- [DOCUMENT EXTRACT]:
In this case, \(y_{1}(x)=x^{\alpha }\cos (\beta \ln {x})\) and \(y_{2}(x)=x^{\alpha }\sin (\beta \ln {x})\) are fundamental system of solutions of the associated homogeneous linear differential equation of (25). The proof is similar to Corollary 3.7 and so is omitted. \(\square \)

Remark 3

In [22], the authors proved the Hyers–Ulam stability of the Eq. (25) when the auxiliary Eq. (26) has two distinct real roots and two equal real roots, respectively. But this case is not considered if the auxiliary Eq. (26) has a pair of complex conjugate roots. So Corollary 3.9 can be regarded as a supplement to [22].

- [GIVEN MATERIAL]:
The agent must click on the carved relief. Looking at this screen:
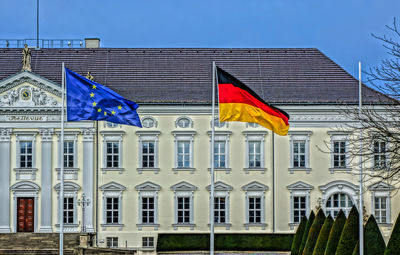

- [WORK TO DO]:
1. Say whether each statement agrees with the excerpt on Hyers–Ulam stability, answering yes or no and quoting the deciding words. (a) The proof there is written out in full. (b) The case where the auxiliary Eq. (26) has a pair of complex conjugate roots is not considered in [22]. (c) Remark 3 presents Corollary 3.9 as a replacement for [22].
2. Carry on the excerpt on Hyers–Ulam stability from its final sentence.

- [ANSWERS BY TASK]:
1.
(a) No: "The proof is similar to Corollary 3.7 and so is omitted."
(b) Yes: "But this case is not considered if the auxiliary Eq. (26) has a pair of complex conjugate roots."
(c) No: "So Corollary 3.9 can be regarded as a supplement to [22]."

2.
4 The General Solution and Ulam Stability of Third-Order Linear Differential Equations

Using the similar argument as in Sect. 3, this section will deal with the general solution and Ulam stability of three-order linear differential equations.

The general form of the three-order nonhomogeneous linear differential equation is given by

$$\begin{aligned} y'''(x)+p(x)y''(x)+q(x)y'(x)+r(x)y(x)=f(x), \end{aligned}$$
(30)

where \(p,q,r,f\in C(I,{\mathbb {R}})\). The associated homogenous linear differential equation of (30) is

$$\begin{aligned} y'''(x)+p(x)y''(x)+q(x)y'(x)+r(x)y(x)=0. \end{aligned}$$
(31)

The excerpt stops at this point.